EXERCISE DESCRIPTION -> The records below need to be repeated exactly, though not their pictures.

SOURCE MATERIAL ->
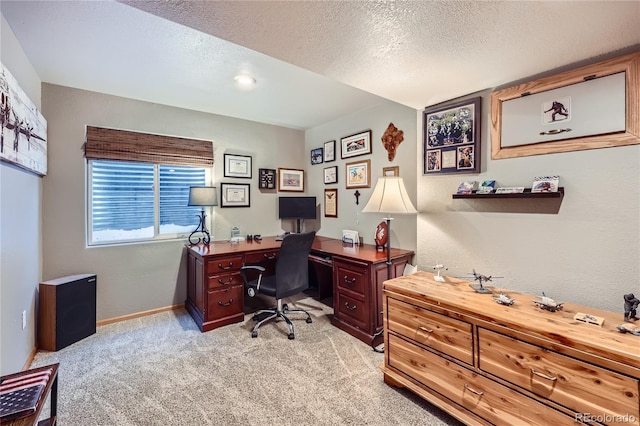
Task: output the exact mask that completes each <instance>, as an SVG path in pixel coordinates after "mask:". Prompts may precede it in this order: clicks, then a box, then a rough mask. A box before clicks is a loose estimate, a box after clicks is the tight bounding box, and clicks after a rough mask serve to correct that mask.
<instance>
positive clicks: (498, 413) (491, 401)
mask: <svg viewBox="0 0 640 426" xmlns="http://www.w3.org/2000/svg"><path fill="white" fill-rule="evenodd" d="M385 351H386V352H387V353H388V366H389V367H391V368H394V369H396V370H398V371H400V372H403V373H405V374H406V375H408V376H410V377H412V378H413V379H414V380H417V381H418V382H420V383H422V384H423V385H425V386H427V387H429V388H431V389H433V390H435V391H436V392H439V393H440V394H442V395H444V396H445V397H447V398H449V399H450V400H452V401H453V402H455V403H456V404H459V405H461V406H463V407H465V408H466V409H468V410H470V411H473V413H475V414H477V415H478V416H480V417H482V418H484V419H486V420H488V421H489V422H491V423H493V424H497V425H525V424H526V425H540V426H548V425H568V424H574V423H576V422H575V421H573V419H572V418H570V417H568V416H565V415H564V414H561V413H560V412H558V411H555V410H550V409H549V407H547V406H545V405H543V404H540V403H539V402H537V401H535V400H533V399H531V398H528V397H526V396H524V395H522V394H520V393H518V392H515V391H513V390H511V389H509V388H507V387H506V386H502V385H501V384H499V383H496V382H493V381H492V380H489V379H487V378H485V377H482V376H480V375H478V374H477V373H474V372H473V371H471V370H468V369H466V368H465V367H463V366H460V365H458V364H456V363H454V362H451V361H448V360H446V359H444V358H442V357H440V356H438V355H436V354H434V353H432V352H429V351H427V350H426V349H422V348H421V347H419V346H417V345H415V344H412V343H410V342H407V341H405V340H403V339H401V338H399V337H397V336H395V335H393V334H390V335H389V344H388V345H387V346H386V347H385Z"/></svg>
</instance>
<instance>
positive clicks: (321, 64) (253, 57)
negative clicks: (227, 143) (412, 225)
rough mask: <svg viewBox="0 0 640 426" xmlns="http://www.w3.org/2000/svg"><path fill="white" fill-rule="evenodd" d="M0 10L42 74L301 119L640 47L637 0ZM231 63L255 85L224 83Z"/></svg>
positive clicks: (191, 102)
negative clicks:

ANSWER TO THIS EXERCISE ->
Task: output the exact mask that completes each <instance>, as an SVG path in pixel coordinates after "mask:". Prompts may precede it in this order: clicks, then a box, then a rough mask. A box before clicks is a loose estimate, a box after clicks is the tight bounding box, and clicks after a rough mask serve to correct that mask.
<instance>
positive clicks: (498, 413) (491, 401)
mask: <svg viewBox="0 0 640 426" xmlns="http://www.w3.org/2000/svg"><path fill="white" fill-rule="evenodd" d="M385 351H386V352H387V353H388V366H389V367H391V368H394V369H396V370H398V371H400V372H403V373H405V374H406V375H408V376H410V377H412V378H413V379H414V380H417V381H418V382H420V383H422V384H423V385H425V386H427V387H429V388H431V389H433V390H435V391H436V392H439V393H440V394H442V395H444V396H445V397H447V398H449V399H450V400H452V401H453V402H455V403H456V404H459V405H461V406H463V407H465V408H466V409H468V410H470V411H473V413H475V414H477V415H478V416H480V417H482V418H484V419H486V420H488V421H489V422H491V423H493V424H497V425H525V424H526V425H540V426H548V425H568V424H574V423H576V422H575V421H573V419H572V418H570V417H568V416H565V415H564V414H561V413H560V412H558V411H555V410H550V409H549V407H547V406H545V405H543V404H540V403H539V402H537V401H535V400H533V399H531V398H528V397H526V396H524V395H522V394H520V393H518V392H515V391H513V390H511V389H509V388H507V387H506V386H502V385H501V384H499V383H496V382H493V381H492V380H489V379H487V378H485V377H482V376H480V375H478V374H477V373H474V372H473V371H471V370H468V369H466V368H465V367H463V366H460V365H458V364H456V363H454V362H451V361H448V360H446V359H444V358H442V357H440V356H438V355H436V354H434V353H432V352H429V351H427V350H426V349H422V348H421V347H419V346H417V345H415V344H412V343H410V342H407V341H405V340H403V339H401V338H399V337H397V336H395V335H393V334H390V335H389V344H388V345H387V346H386V347H385Z"/></svg>
</instance>
<instance>
positive clicks: (321, 64) (253, 57)
negative clicks: (227, 143) (412, 225)
rough mask: <svg viewBox="0 0 640 426" xmlns="http://www.w3.org/2000/svg"><path fill="white" fill-rule="evenodd" d="M0 10L42 74L301 119L640 47L637 0ZM231 63L255 85L224 83Z"/></svg>
positive clicks: (191, 102)
negative clicks:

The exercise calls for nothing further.